Rewrite the lines below with every occurrence of "one marker apiece" changed to "a single marker each", keeping all other text unchanged.

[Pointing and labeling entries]
* * * *

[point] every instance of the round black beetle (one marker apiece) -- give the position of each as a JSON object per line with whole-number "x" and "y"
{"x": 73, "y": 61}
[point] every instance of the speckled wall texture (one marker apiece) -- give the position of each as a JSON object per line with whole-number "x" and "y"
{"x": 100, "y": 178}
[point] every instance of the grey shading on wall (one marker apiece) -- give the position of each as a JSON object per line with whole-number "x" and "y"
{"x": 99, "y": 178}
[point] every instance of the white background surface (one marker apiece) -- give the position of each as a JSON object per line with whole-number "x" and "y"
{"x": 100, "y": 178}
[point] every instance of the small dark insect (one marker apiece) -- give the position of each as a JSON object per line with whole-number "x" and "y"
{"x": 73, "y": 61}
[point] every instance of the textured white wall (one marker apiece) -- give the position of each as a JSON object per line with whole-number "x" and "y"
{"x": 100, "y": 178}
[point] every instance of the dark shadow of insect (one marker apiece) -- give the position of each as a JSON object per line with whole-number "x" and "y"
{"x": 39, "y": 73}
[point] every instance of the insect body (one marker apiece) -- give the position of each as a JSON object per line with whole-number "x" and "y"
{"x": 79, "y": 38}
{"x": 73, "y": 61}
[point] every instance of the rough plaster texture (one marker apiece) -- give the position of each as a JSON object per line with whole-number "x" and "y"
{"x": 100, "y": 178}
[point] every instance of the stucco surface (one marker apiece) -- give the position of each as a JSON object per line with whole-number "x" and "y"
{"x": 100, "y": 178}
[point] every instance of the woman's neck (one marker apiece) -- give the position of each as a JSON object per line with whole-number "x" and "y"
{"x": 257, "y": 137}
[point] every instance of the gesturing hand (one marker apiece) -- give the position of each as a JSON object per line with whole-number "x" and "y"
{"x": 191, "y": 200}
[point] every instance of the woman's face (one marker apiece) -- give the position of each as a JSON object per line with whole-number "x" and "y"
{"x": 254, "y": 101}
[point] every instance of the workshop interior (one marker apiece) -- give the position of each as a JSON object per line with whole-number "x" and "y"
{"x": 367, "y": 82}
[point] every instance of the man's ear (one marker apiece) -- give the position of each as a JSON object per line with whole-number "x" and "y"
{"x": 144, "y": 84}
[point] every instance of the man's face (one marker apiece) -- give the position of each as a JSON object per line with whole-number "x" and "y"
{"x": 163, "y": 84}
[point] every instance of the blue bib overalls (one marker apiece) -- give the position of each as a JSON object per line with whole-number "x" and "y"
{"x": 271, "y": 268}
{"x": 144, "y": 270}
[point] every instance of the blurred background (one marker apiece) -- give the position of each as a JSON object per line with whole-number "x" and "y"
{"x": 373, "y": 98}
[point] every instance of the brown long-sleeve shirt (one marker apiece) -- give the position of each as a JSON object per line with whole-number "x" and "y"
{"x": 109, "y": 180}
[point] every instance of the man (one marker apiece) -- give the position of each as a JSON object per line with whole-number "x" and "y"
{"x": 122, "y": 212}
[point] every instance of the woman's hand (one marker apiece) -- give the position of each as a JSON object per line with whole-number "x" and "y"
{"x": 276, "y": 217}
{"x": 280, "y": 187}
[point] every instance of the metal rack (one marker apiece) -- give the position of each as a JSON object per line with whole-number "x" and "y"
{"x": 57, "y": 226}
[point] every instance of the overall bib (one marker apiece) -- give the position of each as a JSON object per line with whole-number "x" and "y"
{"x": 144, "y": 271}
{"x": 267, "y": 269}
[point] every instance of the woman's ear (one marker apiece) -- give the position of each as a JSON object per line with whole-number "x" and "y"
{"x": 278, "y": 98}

* * * *

_IN RESPONSE_
[point] every instance of the round black beetle (a single marker each) -- give the position of each as a JSON object per line with whole-number "x" and "y"
{"x": 73, "y": 61}
[point] every instance of the speckled wall texture (a single marker each) -- give the position of each as a JSON object per line with whole-number "x" and "y"
{"x": 100, "y": 178}
[point] every instance of the grey shading on wall (a single marker each) -- give the position of each as a JSON object per line with whole-number "x" and "y"
{"x": 99, "y": 178}
[point] every instance of the white background surface (a single marker each) -- give the position of each as a JSON object per line with whole-number "x" and "y"
{"x": 100, "y": 178}
[point] every instance of the small dark insect (a single marker each) -- give the position of each as a JSON object per line with whole-number "x" and "y"
{"x": 73, "y": 61}
[point] every instance of the textured white wall (a single marker each) -- give the position of each as a JSON object per line with whole-number "x" and "y"
{"x": 100, "y": 178}
[point] every instance of the dark shadow of insect (a single marker each) -- give the position of each as a JSON object per line with whole-number "x" and "y"
{"x": 39, "y": 73}
[point] every instance of the insect body (a single marker each) -- give the position of each as a JSON object per line with whole-number "x" and "y"
{"x": 79, "y": 38}
{"x": 73, "y": 61}
[point] every instance of the rough plaster texture (a single marker each) -- give the position of each as a JSON object per line with whole-number "x" and "y"
{"x": 100, "y": 178}
[point] every instance of the stucco surface (a single marker each) -- give the position of each as a JSON object per line with whole-number "x" and "y"
{"x": 100, "y": 178}
[point] every instance of the woman's neck (a single marker each) -- give the position of each as a JSON object per line with whole-number "x" and "y"
{"x": 257, "y": 137}
[point] every instance of the gesturing hand (a single marker each) -- give the position of each as a JSON object per line with whole-number "x" and "y"
{"x": 191, "y": 200}
[point] every instance of the woman's face (a single marker each) -- give the position of each as a JSON object per line with whole-number "x" and "y"
{"x": 254, "y": 101}
[point] every instance of the workshop interior (a single marker each) -- give the position of each as a JSON object per line with whole-number "x" and "y"
{"x": 367, "y": 82}
[point] every instance of the man's ear (a single marker each) -- give the position of each as a JSON object per line with whole-number "x" and "y"
{"x": 144, "y": 84}
[point] every instance of the man's face (a single marker each) -- give the position of each as a JSON object per line with whole-number "x" and "y"
{"x": 163, "y": 84}
[point] every instance of the blue bib overalls (a single marker each) -- give the position of each as a JSON object per line with whole-number "x" and "y"
{"x": 271, "y": 268}
{"x": 144, "y": 270}
[point] every instance of the blurred background (a single marker each) -- give the position of each as a JSON object per line with whole-number "x" and "y"
{"x": 373, "y": 98}
[point] every instance of the brown long-sleeve shirt (a single marker each) -- give the position of each as a JSON object per line with whole-number "x" and "y"
{"x": 109, "y": 180}
[point] every instance of the man (a single marker each) -- give the position of each as a JSON object per line with whole-number "x" and "y"
{"x": 122, "y": 212}
[point] every instance of the woman's hand (a single marker each) -- give the position of each as a JSON object per line with whole-number "x" and "y"
{"x": 276, "y": 217}
{"x": 280, "y": 187}
[point] every instance of the metal rack (a single marker each) -- give the position of each as a JSON object per line with whole-number "x" and "y"
{"x": 57, "y": 226}
[point] every instance of the overall bib (a single marker each) -- give the position of each as a JSON object per line with whole-number "x" and "y"
{"x": 144, "y": 271}
{"x": 267, "y": 269}
[point] every instance of the woman's ear (a single marker each) -- give the position of each as a JSON object per line with whole-number "x" and "y"
{"x": 278, "y": 98}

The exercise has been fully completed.